Литмир - Электронная Библиотека
A
A

При поддержке двух друзей, профессора Райса и доктора Моргана, Армитедж отправляется на возвышенность, находящуюся рядом с Часовым Холмом. Библиотекарь собирается использовать заклинание, при помощи которого он либо уничтожит монстра, либо выбросит его из нашей Вселенной. Одновременно он приготовил порошок, способный сделать чудовище видимым. Когда порошок используют, то перед пораженным свидетелем возникает нечто невообразимое и трудноописуемое: «Больше амбара… весь из каких-то витых канатов… весь в форме куриного яйца… огромный… ног десять, не меньше… жидкий, как кисель… на них огромные выпученные глаза… вокруг них десять или двенадцать ртов, величиной с газовую горелку…»[275] Однако на вершине монструозного тела располагается физиономия, до неправдоподобности похожая на лицо Уилбера Уэтли. Армитедж и его спутники старательно произносят заклинание, и чудовище исчезает, вопя: «Отец! Отец! Йог-Сотот!!!» Финал рассказу подводят следующие фразы: «Но тварь, что мы отправили туда, откуда они пришла к нам, — так вот, Уэтли вырастили ее для свершения самых гнусных злодеяний, задуманных пришельцами из других миров… И не спрашивайте, как Уилбер вызвал ее с небес. Ему не надо было этого делать — ибо это был его брат-близнец, но только похожий на своего отца гораздо больше, чем сам Уилбер»[276].

«Ужас в Данвиче» несомненно страдает логическими и композиционными провисами, которые, например, язвительно отмечали Д. Берлсон и С.Т. Джоши. (Берлсон даже предлагал считать текст пародией, что, конечно же, является полнейшим абсурдом.) Особенно хорошо видны слабость и неправдоподобие победного финала, не свойственного для мировосприятия Лавкрафта, в принципе сомневавшегося в способности людей справиться с угрожающими им космическими силами. И все же фантаст предпочел избрать именно такой вариант завершения истории, вместо того чтобы заставить чудовище сгинуть по необъяснимым причинам, как в «Зове Ктулху». Более того, Лавкрафту очень понравился нарисованный им образ Армитеджа, и он частично отождествлял себя с этим престарелым ученым из Мискатоникского университета.

-- ИСХОДНЫЕ ЗАПИСИ --
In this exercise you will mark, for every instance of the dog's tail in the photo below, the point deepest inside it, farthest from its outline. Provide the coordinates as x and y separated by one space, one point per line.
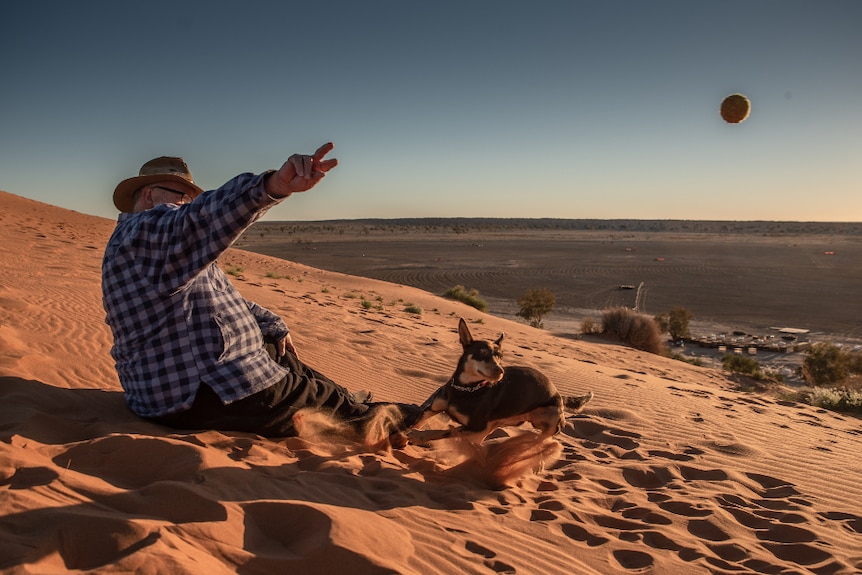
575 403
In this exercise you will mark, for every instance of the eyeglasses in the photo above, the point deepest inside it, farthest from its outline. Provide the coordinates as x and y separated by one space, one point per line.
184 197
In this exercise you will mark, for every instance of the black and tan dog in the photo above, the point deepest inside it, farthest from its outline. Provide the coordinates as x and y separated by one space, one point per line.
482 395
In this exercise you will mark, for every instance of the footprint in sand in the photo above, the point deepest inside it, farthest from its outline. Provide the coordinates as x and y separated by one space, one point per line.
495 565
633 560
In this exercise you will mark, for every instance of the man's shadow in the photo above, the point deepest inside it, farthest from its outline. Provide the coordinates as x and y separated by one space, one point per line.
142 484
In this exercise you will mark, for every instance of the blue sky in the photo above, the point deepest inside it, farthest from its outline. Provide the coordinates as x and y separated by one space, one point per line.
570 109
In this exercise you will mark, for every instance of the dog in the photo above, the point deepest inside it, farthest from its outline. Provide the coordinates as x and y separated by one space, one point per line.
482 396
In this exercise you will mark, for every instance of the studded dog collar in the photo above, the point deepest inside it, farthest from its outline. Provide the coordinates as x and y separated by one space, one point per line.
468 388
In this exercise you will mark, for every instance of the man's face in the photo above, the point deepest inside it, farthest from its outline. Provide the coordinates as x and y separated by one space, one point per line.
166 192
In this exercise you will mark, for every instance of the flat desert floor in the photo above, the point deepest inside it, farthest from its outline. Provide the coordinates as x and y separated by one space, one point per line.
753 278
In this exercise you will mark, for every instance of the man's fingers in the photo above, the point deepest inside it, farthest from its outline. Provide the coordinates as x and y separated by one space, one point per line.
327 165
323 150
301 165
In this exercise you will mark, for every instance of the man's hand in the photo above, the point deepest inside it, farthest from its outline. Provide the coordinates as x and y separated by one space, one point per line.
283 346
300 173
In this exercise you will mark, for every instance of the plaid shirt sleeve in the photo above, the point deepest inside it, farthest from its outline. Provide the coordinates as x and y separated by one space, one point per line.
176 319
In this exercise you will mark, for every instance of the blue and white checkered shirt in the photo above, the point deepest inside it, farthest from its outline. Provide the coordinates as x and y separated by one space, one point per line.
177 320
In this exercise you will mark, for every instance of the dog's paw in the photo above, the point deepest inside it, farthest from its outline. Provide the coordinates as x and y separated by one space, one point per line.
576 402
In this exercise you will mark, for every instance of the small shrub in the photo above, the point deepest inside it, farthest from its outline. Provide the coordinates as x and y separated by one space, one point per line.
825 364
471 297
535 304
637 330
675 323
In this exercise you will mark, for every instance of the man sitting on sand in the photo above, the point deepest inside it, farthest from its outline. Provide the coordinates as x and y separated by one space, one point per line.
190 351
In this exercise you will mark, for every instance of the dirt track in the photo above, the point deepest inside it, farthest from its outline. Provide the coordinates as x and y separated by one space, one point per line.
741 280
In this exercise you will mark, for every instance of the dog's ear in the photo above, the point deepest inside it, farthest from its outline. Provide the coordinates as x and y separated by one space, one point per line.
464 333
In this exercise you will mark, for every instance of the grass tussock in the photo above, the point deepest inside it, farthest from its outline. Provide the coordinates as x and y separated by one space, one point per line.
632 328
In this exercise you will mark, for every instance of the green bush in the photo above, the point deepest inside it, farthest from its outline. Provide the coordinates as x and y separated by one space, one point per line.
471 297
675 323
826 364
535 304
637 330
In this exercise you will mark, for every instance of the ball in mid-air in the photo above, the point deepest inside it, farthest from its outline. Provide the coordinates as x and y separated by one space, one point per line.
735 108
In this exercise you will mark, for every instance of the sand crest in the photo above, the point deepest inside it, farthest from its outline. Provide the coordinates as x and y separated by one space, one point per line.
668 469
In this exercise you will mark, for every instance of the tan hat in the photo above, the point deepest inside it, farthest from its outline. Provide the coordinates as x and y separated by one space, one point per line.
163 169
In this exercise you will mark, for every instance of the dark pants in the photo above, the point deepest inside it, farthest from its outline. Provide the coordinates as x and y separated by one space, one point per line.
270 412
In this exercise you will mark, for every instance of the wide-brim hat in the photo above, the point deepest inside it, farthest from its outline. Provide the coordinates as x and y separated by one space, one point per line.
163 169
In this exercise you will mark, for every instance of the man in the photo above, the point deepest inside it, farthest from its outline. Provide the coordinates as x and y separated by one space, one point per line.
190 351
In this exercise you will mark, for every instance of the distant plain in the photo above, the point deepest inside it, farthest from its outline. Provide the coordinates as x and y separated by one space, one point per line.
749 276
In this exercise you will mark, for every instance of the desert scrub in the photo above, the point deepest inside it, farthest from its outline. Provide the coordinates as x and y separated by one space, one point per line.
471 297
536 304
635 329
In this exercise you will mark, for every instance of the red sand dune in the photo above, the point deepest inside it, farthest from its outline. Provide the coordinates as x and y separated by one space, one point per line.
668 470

-- ЧТО СДЕЛАТЬ --
Напишите продолжение текста о рассказе Лавкрафта «Ужас в Данвиче», начиная сразу после его последнего предложения.

-- ГОТОВОЕ РЕШЕНИЕ --
Привлекательность «Ужаса в Данвиче» для читателей усиливало четкое противопоставление добра и зла, обычно не встречающееся в рассказах Лавкрафта. Среднему любителю «литературы ужасов» значительно легче было воспринять очередную историю о победе людей-героев над силами тьмы, нежели безнадежную и меланхоличную историю о равнодушной Вселенной, населенной непобедимыми и неописуемыми монстрами.

И все-таки, отбрасывая версию о пародийности рассказа, нельзя отделаться от ощущения, что Лавкрафт писал его с не слишком серьезными намерениями. Возможно, он планировал своего рода сводку дежурных ходов и пугающих приемов, использующихся при описании ужасающих существ и к тому же включенных в стандартную сюжетную конструкцию. Ведь в рассказе можно найти параллели с «Великим богом Паном» А. Мейчена (в самой завязке истории Уилбера Уэтли и его брата), «Ивами» и «Вендиго» Э. Блэквуда, «Что это было?» Фитц-Джеймса О’Брайена и «Проклятой тварью» А. Бирса. Однако, начав чисто литературный эксперимент, Лавкрафт увлекся и создал вполне оригинальное и захватывающее произведение, хотя и не без недостатков, порожденных искусственностью замысла.

Впрочем, эти недостатки прошли мимо издателя и читателей. За «Ужас в Данвиче» Лавкрафту не только выплатили крупный гонорар — двести сорок долларов. Рассказ получил восторженный прием у читающей публики и на долгие годы стал одним из наиболее популярных среди всего лавкрафтианского наследия. В простоте — сила.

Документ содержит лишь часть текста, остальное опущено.